Saved entries >>
------------------------------------

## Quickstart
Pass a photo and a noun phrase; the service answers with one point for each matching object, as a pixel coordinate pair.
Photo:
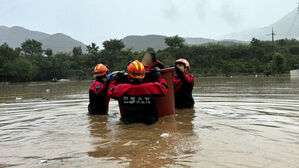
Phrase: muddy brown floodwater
(237, 122)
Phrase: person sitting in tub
(137, 99)
(149, 61)
(98, 99)
(183, 85)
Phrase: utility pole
(273, 41)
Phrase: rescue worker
(137, 99)
(98, 99)
(149, 61)
(183, 85)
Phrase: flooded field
(237, 122)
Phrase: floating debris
(164, 135)
(129, 143)
(43, 161)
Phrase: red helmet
(183, 61)
(136, 70)
(100, 70)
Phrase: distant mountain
(16, 35)
(141, 43)
(286, 27)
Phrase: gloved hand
(155, 72)
(178, 70)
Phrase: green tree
(92, 49)
(49, 52)
(174, 42)
(77, 52)
(277, 65)
(32, 48)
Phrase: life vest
(183, 87)
(98, 99)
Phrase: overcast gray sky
(99, 20)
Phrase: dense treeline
(30, 62)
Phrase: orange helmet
(100, 70)
(183, 61)
(136, 70)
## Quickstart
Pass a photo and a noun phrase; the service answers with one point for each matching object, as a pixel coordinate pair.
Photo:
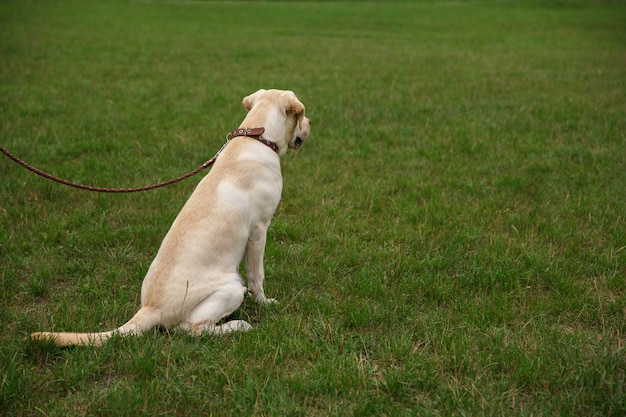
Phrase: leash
(255, 133)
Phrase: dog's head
(281, 114)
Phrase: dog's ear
(294, 106)
(249, 101)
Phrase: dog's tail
(145, 319)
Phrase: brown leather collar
(255, 133)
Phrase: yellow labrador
(193, 281)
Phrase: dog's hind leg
(215, 307)
(255, 250)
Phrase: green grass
(451, 240)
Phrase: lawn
(451, 239)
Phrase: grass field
(451, 240)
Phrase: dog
(193, 282)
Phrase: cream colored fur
(193, 281)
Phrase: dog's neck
(255, 133)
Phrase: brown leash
(255, 133)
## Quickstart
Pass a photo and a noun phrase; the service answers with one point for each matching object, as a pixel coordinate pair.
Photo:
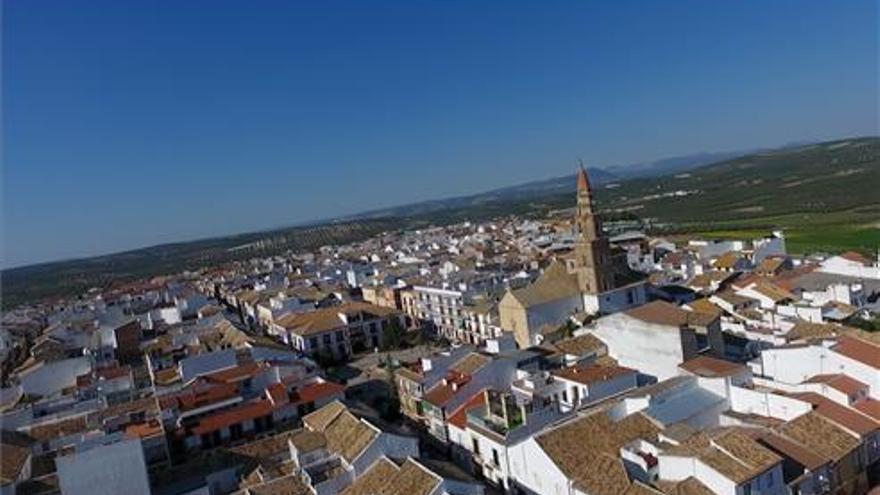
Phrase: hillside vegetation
(826, 196)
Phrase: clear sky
(132, 123)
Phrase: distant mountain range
(557, 185)
(694, 191)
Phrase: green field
(857, 229)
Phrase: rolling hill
(825, 195)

------------------------------------

Activity >> Quote the data above in full and without alteration; skip the pictures.

Output for this exercise >>
## Quickstart
Pass a photo and a noun phrase; the service answers with one point for each matching object, as a pixel coordinate pair.
Photo:
Phrase: muddy brown floodwater
(237, 122)
Phrase: person sitting in tub
(137, 99)
(149, 61)
(98, 99)
(183, 85)
Phrase: utility pole
(273, 41)
Phrase: rescue worker
(137, 99)
(98, 99)
(149, 61)
(183, 85)
Phrase: flooded field
(237, 122)
Phrase: floating debris
(164, 135)
(129, 143)
(43, 161)
Phrase: red helmet
(183, 61)
(136, 70)
(100, 70)
Phrase: distant mountain
(16, 35)
(141, 43)
(286, 27)
Phrase: gloved hand
(155, 72)
(178, 70)
Phrase: green tree
(92, 49)
(49, 52)
(174, 42)
(77, 52)
(277, 65)
(32, 48)
Phrase: life vest
(183, 87)
(98, 99)
Phrase: overcast gray sky
(99, 20)
Phrase: dense treeline
(30, 62)
Phrase: orange helmet
(100, 70)
(183, 61)
(136, 70)
## Quickstart
Pass a photo and a noun phrase; the service answers with one point for each matching object, as a pixel coordinate pair.
Photo:
Phrase: leash
(255, 133)
Phrase: dog's head
(281, 114)
Phrase: dog's ear
(294, 106)
(249, 101)
Phrase: dog's tail
(145, 319)
Phrase: brown leather collar
(255, 133)
Phrase: yellow labrador
(193, 281)
Phrase: dog's hind leg
(215, 307)
(255, 250)
Phrase: green grass
(451, 240)
Phrase: lawn
(451, 239)
Phrase: grass field
(451, 240)
Phrase: dog
(193, 282)
Phrase: cream colored fur
(193, 281)
Phrase: dog's neck
(255, 133)
Phrase: brown leash
(255, 133)
## Quickstart
Pass a photo and a noun phrase; the service answers with one point for each matching object, as a pixel coordinate pair.
Photo:
Phrase: hillside vegetation
(826, 196)
Phrase: clear sky
(132, 123)
Phrase: distant mountain range
(557, 185)
(694, 191)
Phrase: green field
(857, 229)
Phrase: rolling hill
(825, 195)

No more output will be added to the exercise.